# start of Information given

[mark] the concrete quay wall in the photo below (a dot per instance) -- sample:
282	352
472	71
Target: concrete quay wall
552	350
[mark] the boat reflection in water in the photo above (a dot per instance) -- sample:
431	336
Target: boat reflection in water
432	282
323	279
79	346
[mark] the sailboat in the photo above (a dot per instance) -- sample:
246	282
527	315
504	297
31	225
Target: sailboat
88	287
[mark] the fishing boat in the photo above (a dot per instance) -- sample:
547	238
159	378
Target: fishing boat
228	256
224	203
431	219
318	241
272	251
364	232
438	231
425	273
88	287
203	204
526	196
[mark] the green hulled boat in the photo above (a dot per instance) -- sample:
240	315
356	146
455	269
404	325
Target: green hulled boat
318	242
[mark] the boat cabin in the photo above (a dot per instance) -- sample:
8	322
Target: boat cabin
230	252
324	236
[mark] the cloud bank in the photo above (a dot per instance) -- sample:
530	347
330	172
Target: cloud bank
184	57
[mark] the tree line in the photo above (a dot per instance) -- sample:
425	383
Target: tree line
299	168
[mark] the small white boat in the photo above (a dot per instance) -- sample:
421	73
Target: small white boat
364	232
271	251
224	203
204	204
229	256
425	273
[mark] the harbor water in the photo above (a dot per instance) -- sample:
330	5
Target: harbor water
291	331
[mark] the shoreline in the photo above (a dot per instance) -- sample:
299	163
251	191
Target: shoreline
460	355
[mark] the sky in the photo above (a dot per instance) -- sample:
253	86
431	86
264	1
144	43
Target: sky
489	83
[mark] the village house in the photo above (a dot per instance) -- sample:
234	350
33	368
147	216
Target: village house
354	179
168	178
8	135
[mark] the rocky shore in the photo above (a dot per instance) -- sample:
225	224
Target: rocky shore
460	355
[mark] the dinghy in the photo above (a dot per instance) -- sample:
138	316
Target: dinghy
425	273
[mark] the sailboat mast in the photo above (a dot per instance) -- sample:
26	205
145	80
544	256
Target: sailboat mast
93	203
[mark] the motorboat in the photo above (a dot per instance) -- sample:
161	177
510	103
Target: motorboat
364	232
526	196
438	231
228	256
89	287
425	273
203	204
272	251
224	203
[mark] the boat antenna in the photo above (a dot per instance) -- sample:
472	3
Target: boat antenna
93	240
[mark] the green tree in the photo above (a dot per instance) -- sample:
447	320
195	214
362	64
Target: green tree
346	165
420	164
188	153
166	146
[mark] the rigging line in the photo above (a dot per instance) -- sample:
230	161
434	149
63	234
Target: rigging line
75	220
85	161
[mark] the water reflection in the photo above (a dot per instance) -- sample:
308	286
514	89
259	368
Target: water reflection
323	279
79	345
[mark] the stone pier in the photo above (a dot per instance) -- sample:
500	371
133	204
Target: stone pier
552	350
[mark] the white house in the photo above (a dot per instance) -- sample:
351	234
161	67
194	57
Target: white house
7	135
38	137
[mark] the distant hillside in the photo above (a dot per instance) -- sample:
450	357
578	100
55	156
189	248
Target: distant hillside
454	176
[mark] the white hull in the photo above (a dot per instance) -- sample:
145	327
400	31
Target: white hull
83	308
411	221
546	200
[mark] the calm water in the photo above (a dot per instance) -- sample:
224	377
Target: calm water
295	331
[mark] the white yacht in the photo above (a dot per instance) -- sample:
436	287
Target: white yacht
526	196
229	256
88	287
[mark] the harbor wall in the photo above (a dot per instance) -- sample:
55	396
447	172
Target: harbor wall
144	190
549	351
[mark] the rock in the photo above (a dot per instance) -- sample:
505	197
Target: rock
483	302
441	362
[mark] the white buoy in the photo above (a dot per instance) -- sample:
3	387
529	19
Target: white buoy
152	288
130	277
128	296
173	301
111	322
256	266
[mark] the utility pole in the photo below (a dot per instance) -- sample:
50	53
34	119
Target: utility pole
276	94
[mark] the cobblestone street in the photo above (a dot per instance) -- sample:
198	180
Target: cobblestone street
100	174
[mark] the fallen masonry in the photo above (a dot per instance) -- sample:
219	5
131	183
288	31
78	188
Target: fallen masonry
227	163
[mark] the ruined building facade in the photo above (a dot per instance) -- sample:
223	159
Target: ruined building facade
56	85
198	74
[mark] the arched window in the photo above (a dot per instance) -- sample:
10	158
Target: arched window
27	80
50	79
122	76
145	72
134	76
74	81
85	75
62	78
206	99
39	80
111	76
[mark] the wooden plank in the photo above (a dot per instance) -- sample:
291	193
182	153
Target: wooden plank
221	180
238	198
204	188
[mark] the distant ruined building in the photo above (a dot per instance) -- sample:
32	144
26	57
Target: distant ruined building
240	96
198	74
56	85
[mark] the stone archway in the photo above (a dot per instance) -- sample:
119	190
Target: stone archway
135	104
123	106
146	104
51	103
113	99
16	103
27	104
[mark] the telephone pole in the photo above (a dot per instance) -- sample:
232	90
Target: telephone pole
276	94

# end of Information given

Written problem
Set down the entries above again, word for word.

Correct response
[mark] the concrete quay wall in the photo below (a dot per instance) -- sample:
282	352
472	71
Target: concrete quay wall
552	350
[mark] the boat reflection in water in the photo above (a dot per instance) -- sample:
431	336
Target: boat reflection in water
432	282
323	279
79	346
[mark] the sailboat in the photo above (a dot per instance) -- sample:
246	282
527	315
504	297
31	225
Target: sailboat
88	287
[mark] the fishing boat in the photo above (a dot per instance) -- sample:
547	238
159	378
Target: fishing boat
228	256
224	203
431	219
318	241
272	251
364	232
438	231
425	273
88	287
203	204
526	196
[mark] the green hulled boat in the photo above (a dot per instance) -- sample:
240	315
356	146
455	269
404	325
Target: green hulled boat
318	242
[mark] the boat cabin in the photo above (a dot per instance) -- sample:
8	322
Target: boat cabin
230	252
324	236
[mark] the cloud bank in the photo above (a dot per instance) -- sample:
530	347
330	172
Target: cloud bank
184	57
[mark] the tree line in the photo above (a dot per instance) -- sample:
425	383
Target: tree line
299	168
[mark] the small white boat in the photo above (a dot per instance) -- sample:
421	73
Target: small white boat
364	232
271	251
224	203
204	204
229	256
425	273
[mark] the harbor water in the photo above (a dot per instance) -- sample:
330	5
Target: harbor water
291	331
[mark] the shoreline in the photo above (a dot per instance) -- sample:
299	163
251	191
Target: shoreline
460	355
[mark] the sky in the photo above (a dot per instance) -- sample:
253	86
431	86
264	1
144	43
Target: sky
489	83
[mark] the village house in the photo above (a dot per instance) -- sample:
234	350
33	368
147	216
Target: village house
354	179
168	178
8	135
[mark] the rocky shore in the photo above (a dot per instance) -- sample:
225	224
Target: rocky shore
460	355
[mark] the dinghy in the photo above (a dot per instance) -- sample:
138	316
Target: dinghy
425	273
[mark] the sailboat mast in the photo above (a dot per instance) -- sample:
26	205
145	80
544	256
Target: sailboat mast
93	203
[mark] the motorboat in the photo above (a dot per instance) -- sample:
161	177
510	103
Target: motorboat
364	232
526	196
438	231
228	256
89	287
425	273
203	204
272	251
224	203
[mark] the boat antenna in the photo above (a dot per instance) -- sample:
472	3
Target: boat antenna
93	240
[mark] the green tree in the photo above (a dot per instance) -- sample:
447	320
195	214
362	64
Target: green tree
346	165
420	164
188	153
166	146
[mark] the rigging line in the photo above (a dot per instance) -- sample:
230	161
434	149
63	234
Target: rigging line
75	220
85	161
[mark] the water reflection in the photo above (a dot per instance) -- sample:
308	286
514	89
259	368
Target: water reflection
323	279
79	345
[mark] the stone pier in the photo above (a dot per instance) -- sample:
500	371
133	204
Target: stone pier
552	350
[mark] the white house in the photo above (a dot per instance) -- sample:
351	234
161	67
194	57
Target: white house
7	135
38	137
[mark] the distant hillside in the photo above (a dot per instance) -- sample:
450	357
578	100
55	156
189	248
Target: distant hillside
454	176
[mark] the white hull in the photo above (a dot per instance) -- sample:
145	327
400	31
Target: white hull
83	308
411	221
546	200
[mark] the calm water in the photo above (a dot per instance) -- sample:
224	377
Target: calm water
295	331
[mark] the white yacht in the photo above (a dot per instance) -- sample:
436	287
Target: white yacht
526	196
229	256
88	287
[mark] the harbor wall in the photo above (a dot per instance) -- sample:
55	396
447	172
Target: harbor wall
144	190
549	351
[mark] the rock in the photo above (a dot per instance) -- sample:
505	197
Target: rock
483	302
441	362
[mark] the white buoy in the photo above (a dot per instance) -- sample:
3	387
529	19
Target: white buoy
152	288
130	277
128	296
173	301
111	322
256	266
[mark] the utility pole in the photo below (a dot per instance) -- sample:
50	53
34	119
Target: utility pole
276	94
[mark] the cobblestone street in the photo above (a dot per instance) -- sample:
198	180
Target: cobblestone street
100	174
[mark] the fallen masonry in the photo above (a dot per instance) -- sample:
219	5
131	183
288	31
78	188
Target: fallen masonry
227	163
[mark] the ruined building facade in the photo above (a dot per instance) -- sample:
223	159
Target: ruined building facade
56	85
198	74
[mark] the arched window in the photo above (a dot per instance) -- sample:
10	158
Target: arched window
27	80
50	79
122	76
145	72
134	76
74	81
85	75
62	78
206	99
39	80
111	76
[mark] the wooden plank in the photo above (a dot per instance) -- sample:
291	193
182	153
Target: wooden plank
221	180
238	198
204	188
[mark] the distant ruined building in the photo above (a dot per instance) -- sample:
32	144
26	57
Target: distant ruined building
240	96
198	74
56	85
[mark] the stone archway in the photo above (a dot per instance) -- sample:
119	190
Target: stone archway
135	104
123	106
146	104
51	103
113	99
16	103
27	104
[mark] the telephone pole in the photo above (a dot per instance) -- sample:
232	90
Target: telephone pole
276	94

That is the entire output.